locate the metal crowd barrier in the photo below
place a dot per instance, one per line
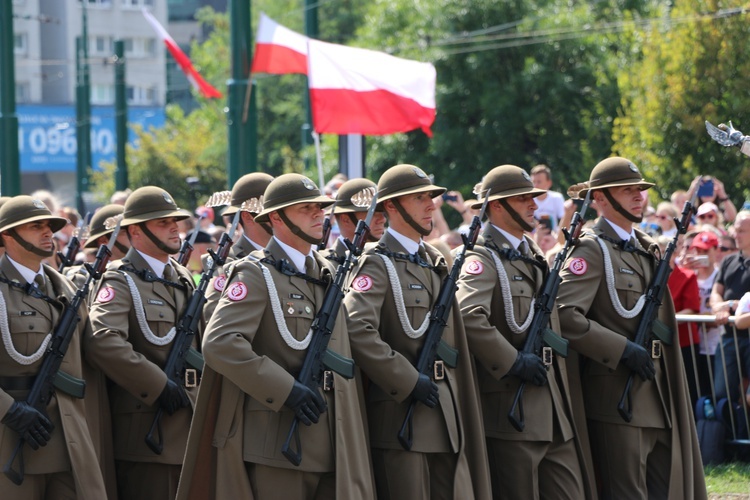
(736, 415)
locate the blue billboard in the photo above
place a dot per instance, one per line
(47, 135)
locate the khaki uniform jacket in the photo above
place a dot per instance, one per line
(71, 447)
(216, 287)
(598, 332)
(242, 418)
(495, 347)
(387, 356)
(120, 349)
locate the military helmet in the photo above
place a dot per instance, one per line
(98, 227)
(23, 209)
(149, 203)
(248, 186)
(405, 179)
(287, 190)
(615, 172)
(506, 181)
(346, 191)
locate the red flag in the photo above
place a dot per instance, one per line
(183, 61)
(360, 91)
(278, 50)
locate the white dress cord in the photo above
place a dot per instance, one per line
(610, 278)
(398, 298)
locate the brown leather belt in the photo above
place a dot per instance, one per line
(16, 383)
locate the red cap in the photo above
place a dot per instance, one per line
(705, 241)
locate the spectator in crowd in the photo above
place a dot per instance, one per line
(732, 282)
(120, 197)
(666, 213)
(719, 197)
(708, 213)
(550, 203)
(701, 258)
(683, 285)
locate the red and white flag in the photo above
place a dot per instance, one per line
(183, 61)
(278, 50)
(360, 91)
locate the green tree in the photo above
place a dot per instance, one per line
(693, 68)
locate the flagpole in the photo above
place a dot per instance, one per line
(319, 157)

────────────────────

- **What you should do**
Rewrite the records from the line containing "locate the white" through the end of the records, inclusive, keeping the requests as they are. Raise every coordinate value in the answers by 17.

- **Task output**
locate the white dress cord in the photo above
place a dot per instance, one per line
(627, 295)
(415, 315)
locate the brown leather belt in the photo above
place a dot per instance, one per line
(33, 400)
locate the red cap in the photo above
place a dot per instance, one per line
(722, 258)
locate the spectator in crowd in the photo above
place a dot per instance, one per line
(749, 299)
(137, 214)
(683, 230)
(736, 214)
(725, 230)
(567, 220)
(718, 275)
(700, 302)
locate the red and white flag in the photo above
place a dot per instance, one per line
(200, 78)
(295, 67)
(377, 108)
locate the green tree in the photo above
place a dot per instance, one per line
(710, 85)
locate the flagpole in the photo above
place a dot per instance, one per line
(336, 174)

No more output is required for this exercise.